Down to the last line, set the entries down again exactly.

━━━ Available data ━━━

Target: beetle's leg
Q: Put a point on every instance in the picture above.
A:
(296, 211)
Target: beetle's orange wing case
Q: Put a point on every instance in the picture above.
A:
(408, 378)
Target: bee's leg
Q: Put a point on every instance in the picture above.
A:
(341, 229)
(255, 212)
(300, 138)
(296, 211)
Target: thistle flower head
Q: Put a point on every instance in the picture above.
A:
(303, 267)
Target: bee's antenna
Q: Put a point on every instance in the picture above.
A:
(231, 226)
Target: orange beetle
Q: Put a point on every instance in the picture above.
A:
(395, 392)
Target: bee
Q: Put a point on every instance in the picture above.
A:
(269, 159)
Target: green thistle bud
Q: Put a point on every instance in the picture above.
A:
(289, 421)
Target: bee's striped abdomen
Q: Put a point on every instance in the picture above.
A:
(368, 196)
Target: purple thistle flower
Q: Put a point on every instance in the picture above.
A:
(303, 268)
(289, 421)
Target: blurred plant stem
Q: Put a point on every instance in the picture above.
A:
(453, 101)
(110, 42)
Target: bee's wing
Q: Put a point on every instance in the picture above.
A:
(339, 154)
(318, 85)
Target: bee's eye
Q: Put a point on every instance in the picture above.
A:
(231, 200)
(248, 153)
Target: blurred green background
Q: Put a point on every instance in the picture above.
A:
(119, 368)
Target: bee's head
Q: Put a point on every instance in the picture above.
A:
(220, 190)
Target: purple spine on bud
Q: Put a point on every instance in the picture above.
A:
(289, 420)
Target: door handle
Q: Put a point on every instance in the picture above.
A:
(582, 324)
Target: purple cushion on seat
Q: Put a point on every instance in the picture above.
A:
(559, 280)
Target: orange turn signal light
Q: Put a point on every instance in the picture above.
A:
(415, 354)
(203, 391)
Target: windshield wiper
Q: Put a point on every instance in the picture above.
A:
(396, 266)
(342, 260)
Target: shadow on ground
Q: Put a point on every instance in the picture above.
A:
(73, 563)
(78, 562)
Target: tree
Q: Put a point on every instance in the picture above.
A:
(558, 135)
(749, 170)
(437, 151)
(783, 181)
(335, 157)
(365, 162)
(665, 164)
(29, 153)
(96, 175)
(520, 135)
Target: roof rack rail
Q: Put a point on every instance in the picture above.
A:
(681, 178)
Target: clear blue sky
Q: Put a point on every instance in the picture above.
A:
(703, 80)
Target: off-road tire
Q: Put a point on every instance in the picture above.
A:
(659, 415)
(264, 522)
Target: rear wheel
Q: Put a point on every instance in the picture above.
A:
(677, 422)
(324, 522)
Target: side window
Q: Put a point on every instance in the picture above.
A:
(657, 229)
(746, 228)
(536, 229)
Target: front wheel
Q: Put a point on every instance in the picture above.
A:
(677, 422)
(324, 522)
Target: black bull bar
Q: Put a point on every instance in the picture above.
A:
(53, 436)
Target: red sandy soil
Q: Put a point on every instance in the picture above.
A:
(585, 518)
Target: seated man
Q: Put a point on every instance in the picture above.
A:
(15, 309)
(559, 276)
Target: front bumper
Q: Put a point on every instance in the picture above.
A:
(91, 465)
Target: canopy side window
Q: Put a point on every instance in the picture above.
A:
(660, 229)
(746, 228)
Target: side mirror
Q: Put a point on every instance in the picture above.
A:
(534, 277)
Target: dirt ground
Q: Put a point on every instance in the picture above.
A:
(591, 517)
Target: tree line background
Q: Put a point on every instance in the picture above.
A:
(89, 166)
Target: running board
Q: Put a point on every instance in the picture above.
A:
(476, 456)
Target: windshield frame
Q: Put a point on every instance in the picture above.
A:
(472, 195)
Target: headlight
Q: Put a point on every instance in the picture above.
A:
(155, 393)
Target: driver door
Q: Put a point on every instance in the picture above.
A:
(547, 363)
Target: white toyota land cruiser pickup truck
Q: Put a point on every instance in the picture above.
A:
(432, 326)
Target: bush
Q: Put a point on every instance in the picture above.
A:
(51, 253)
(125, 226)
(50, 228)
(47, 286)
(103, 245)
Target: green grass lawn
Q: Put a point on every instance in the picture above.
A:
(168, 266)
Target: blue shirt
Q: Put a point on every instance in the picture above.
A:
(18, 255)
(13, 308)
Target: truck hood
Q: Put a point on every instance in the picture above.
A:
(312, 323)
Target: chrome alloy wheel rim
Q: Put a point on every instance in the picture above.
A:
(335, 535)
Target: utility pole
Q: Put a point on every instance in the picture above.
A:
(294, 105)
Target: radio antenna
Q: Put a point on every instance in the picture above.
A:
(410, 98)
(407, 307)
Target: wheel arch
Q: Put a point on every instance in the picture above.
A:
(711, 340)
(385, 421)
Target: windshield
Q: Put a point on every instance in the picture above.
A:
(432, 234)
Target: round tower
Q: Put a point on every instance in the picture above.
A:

━━━

◆ Reply ◆
Target: beetle's leg
Q: Put a point on every instance in the picture above.
A:
(296, 211)
Target: beetle's orange wing case
Q: Put a point on every instance in the picture above.
A:
(408, 378)
Target: bee's leg
Q: Put a point on every instance in the picture above.
A:
(341, 229)
(255, 212)
(300, 138)
(296, 211)
Target: thistle flower head
Q: Put a point on every instance in the picture above.
A:
(303, 267)
Target: bee's antenna
Q: Put a point on every instance in the picture above.
A:
(231, 226)
Target: orange beetle
Q: Put a point on every instance in the picture above.
A:
(395, 392)
Target: bee
Q: Put a point on every instance in the picture above.
A:
(269, 159)
Target: green thistle bud
Q: Put a point on every instance in the picture above.
A:
(289, 421)
Target: bee's striped abdomen
Q: Put a point on every instance in the picture above.
A:
(368, 196)
Target: purple thistle flower
Q: Put a point on every instance in the picture above.
A:
(303, 268)
(289, 421)
Target: blurred plant stem
Q: Put a point on every instance in the picture above.
A:
(453, 101)
(110, 42)
Target: bee's wing
Q: Put a point on every instance in the picture above.
A:
(339, 154)
(318, 85)
Target: bee's eye
Q: Put a point on every instance in the picture above.
A:
(231, 200)
(248, 153)
Target: blurred green background
Q: Put a point on every instance in the picture above.
A:
(119, 368)
Target: bee's head
Q: Put a point on every instance in the picture above.
A:
(220, 190)
Target: purple spine on bud
Q: Put a point on every instance in the picture above.
A:
(289, 420)
Target: door handle
Q: Put a point on every instance in the picture above.
A:
(582, 324)
Target: purple cushion on seat
Q: Put a point on every instance in the picture above.
A:
(559, 280)
Target: orange turn signal light
Q: Put a point on every instance in the picture above.
A:
(415, 354)
(203, 391)
Target: windshield wiper
Q: Put a point on every instance in the picture above.
A:
(396, 266)
(342, 260)
Target: shadow on ground
Q: Put a point on every instance in the picture above.
A:
(73, 563)
(78, 562)
Target: tree
Q: Put a point on every instance in the picture above.
A:
(558, 135)
(749, 170)
(437, 151)
(783, 181)
(335, 157)
(365, 162)
(665, 164)
(29, 153)
(96, 175)
(520, 135)
Target: roof rack rail
Q: Put a point on every instance in the picture above.
A:
(681, 178)
Target: clear blue sky
Q: Put a point on every instance in the picture above.
A:
(703, 80)
Target: off-road tire
Q: Put a point on every instance in the picture above.
A:
(659, 415)
(264, 522)
Target: rear wheel
Q: Put a point on every instance in the picture above.
A:
(677, 422)
(324, 522)
Target: side window
Q: Put a point on every instance in the picture above.
A:
(657, 229)
(746, 228)
(536, 229)
Target: front wheel
Q: Put a point on every instance in the picture above.
A:
(677, 422)
(324, 522)
Target: black bull bar
Q: Put a point on every instance in the picture above.
A:
(53, 436)
Target: red sandy soil
Q: Put a point on every instance in the picture above.
A:
(585, 518)
Target: seated man
Q: Put a point on every instance in the picture above.
A:
(15, 309)
(559, 276)
Target: front bumper
Q: Put a point on every instance in the picture above.
A:
(91, 465)
Target: canopy side window
Q: Put a point on every instance in the picture above.
A:
(660, 229)
(746, 228)
Target: side mirror
Q: Put a point on every instance in the picture above.
A:
(534, 277)
Target: dirt ground
Q: Put a point on every instance in the picture above.
A:
(591, 517)
Target: tree line background
Q: Put a point on every instance in the picture above.
A:
(89, 166)
Target: running board
Q: Put a point on every instance in the picture above.
A:
(476, 456)
Target: windshield frame
Q: Put a point on every instance in the picture above.
A:
(472, 195)
Target: headlight
Q: Put a point on every instance in the picture above.
A:
(155, 393)
Target: driver door
Q: Put a point on every instance in the picture above.
A:
(547, 363)
Target: white toyota land cruiser pickup truck
Q: Put a point on every instance in the picture above.
A:
(432, 326)
Target: bush
Q: Put a point on every instance in the picture above.
A:
(51, 253)
(125, 226)
(50, 228)
(47, 286)
(103, 245)
Target: green grass lawn
Q: Put a point on every instance in the picture above.
A:
(168, 266)
Target: blue shirt
Q: Put a point on every instance in the picture above.
A:
(18, 255)
(13, 308)
Target: truck hood
Q: Put a point on every instance in the picture above.
A:
(312, 323)
Target: chrome alloy wheel rim
Q: Put a point on every instance in the picture above.
A:
(335, 535)
Target: utility pole
Q: Put a point on every instance in the picture above.
A:
(294, 105)
Target: radio antenna
Q: Put a point on every instance in the picture above.
A:
(410, 98)
(407, 307)
Target: wheel arch
Q: Put a point on every instance in the picture above.
A:
(711, 340)
(385, 421)
Target: windshield
Q: Put a point on every instance in the picture above.
A:
(432, 234)
Target: round tower
Q: Put a point on every instance in the picture above.
A:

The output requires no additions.